**Supplied text:**
=== Section Start ===
Saturday, October 4, 2014

Food for thoughts




Fall is finally showing its golden presence.  The sun is shining, the sky is blue, and there’s a wee nip in the air.  This combination of goodness puts me in the mood for two things - cooking and changing out my closet.  I’m never really in the mood for changing out my closet but October is going to be a busy month for me, and if I don’t get it done this weekend it won’t get done until sometime in November.  And I really don’t want to be wearing white capris and cotton lawn blouses in November.  Fall is the time for denim, fleece and flannel even if South Mississippi temperatures still hover around 80 until Christmas.  Fall is fall, by golly, and I plan to dress like it even if I have to carry a handkerchief to dab the dew off my forehead.
=== Section End ===
**Task details:** For each statement, say yes or no to whether it agrees with the post about fall, and quote the words from the post that decide it. 1. The writer usually enjoys changing out the closet. 2. The writer expects October to be a busy month. 3. In South Mississippi it stays around 80 degrees until Christmas.

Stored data
=== Section Start ===
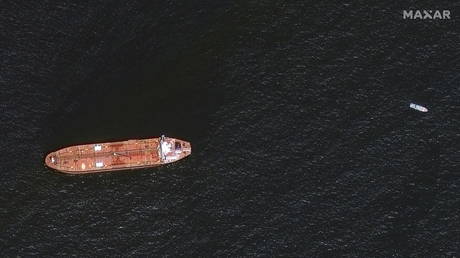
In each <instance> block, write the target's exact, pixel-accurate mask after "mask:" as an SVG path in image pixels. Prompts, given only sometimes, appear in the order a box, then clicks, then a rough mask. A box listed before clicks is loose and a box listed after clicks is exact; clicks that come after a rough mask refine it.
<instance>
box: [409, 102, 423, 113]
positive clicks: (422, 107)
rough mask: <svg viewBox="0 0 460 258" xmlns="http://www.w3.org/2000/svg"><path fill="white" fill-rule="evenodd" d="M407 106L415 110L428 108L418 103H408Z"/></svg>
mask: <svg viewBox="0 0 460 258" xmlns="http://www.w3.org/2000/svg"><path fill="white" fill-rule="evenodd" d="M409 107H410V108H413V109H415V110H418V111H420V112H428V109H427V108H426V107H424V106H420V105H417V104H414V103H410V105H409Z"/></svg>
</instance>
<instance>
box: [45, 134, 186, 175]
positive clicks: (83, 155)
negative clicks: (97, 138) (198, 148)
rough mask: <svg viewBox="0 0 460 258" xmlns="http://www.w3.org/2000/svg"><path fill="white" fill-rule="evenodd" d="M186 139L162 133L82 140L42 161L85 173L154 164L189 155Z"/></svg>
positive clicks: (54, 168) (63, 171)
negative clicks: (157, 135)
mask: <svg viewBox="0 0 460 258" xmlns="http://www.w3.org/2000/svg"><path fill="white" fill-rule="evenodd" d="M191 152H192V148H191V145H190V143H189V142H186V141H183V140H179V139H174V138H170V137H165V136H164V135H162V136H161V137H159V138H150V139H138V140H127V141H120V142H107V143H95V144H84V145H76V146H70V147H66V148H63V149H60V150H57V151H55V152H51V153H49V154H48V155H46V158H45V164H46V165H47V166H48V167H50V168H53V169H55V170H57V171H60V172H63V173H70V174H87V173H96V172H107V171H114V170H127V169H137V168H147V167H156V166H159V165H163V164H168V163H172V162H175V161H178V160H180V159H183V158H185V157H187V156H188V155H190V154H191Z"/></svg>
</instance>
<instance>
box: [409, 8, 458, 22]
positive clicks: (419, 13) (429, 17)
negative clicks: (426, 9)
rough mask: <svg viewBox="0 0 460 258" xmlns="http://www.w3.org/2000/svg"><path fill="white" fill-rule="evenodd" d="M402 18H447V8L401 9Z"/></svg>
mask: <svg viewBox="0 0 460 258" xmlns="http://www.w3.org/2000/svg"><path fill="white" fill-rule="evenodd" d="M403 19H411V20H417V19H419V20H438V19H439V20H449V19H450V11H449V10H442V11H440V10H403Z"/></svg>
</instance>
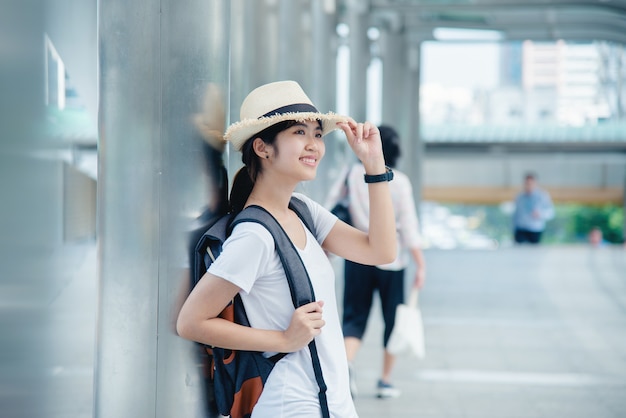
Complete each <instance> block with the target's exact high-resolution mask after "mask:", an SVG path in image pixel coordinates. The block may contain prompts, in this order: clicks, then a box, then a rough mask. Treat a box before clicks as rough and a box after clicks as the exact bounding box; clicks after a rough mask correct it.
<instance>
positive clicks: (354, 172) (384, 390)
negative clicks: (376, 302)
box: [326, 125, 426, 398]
=== Section End ===
=== Section Start ===
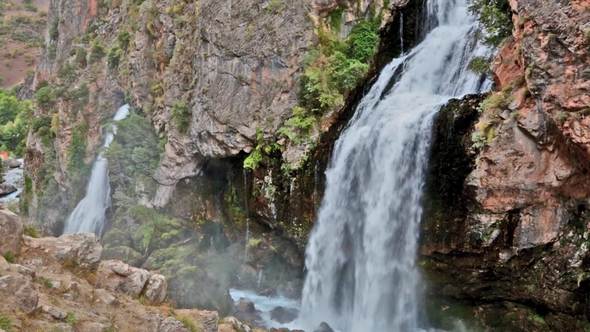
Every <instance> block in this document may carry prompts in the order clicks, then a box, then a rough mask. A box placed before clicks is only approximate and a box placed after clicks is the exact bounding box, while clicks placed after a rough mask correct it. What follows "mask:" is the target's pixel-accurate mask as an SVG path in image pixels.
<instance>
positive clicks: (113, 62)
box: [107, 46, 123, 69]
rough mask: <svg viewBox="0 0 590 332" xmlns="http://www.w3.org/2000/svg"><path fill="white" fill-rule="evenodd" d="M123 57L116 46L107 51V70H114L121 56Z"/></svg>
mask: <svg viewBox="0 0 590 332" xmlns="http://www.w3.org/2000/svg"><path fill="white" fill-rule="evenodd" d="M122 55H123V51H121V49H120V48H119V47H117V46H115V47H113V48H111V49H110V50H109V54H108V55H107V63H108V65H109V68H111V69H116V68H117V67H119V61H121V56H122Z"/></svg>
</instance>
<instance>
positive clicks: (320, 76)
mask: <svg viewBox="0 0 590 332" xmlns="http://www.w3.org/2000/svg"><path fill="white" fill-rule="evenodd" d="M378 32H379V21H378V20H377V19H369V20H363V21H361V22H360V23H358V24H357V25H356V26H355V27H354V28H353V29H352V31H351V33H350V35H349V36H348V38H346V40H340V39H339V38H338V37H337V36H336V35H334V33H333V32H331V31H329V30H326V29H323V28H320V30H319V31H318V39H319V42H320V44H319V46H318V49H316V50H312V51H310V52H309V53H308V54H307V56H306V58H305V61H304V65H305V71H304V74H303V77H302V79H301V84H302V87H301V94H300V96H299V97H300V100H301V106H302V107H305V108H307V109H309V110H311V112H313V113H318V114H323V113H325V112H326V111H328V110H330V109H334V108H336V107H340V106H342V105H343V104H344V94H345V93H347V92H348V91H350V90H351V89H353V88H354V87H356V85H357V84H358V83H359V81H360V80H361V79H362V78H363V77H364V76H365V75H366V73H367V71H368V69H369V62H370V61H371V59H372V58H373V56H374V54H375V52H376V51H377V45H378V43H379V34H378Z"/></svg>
=== Section End ===
**Output for this task:**
1. No: "I’m never really in the mood for changing out my closet"
2. Yes: "October is going to be a busy month for me"
3. Yes: "South Mississippi temperatures still hover around 80 until Christmas"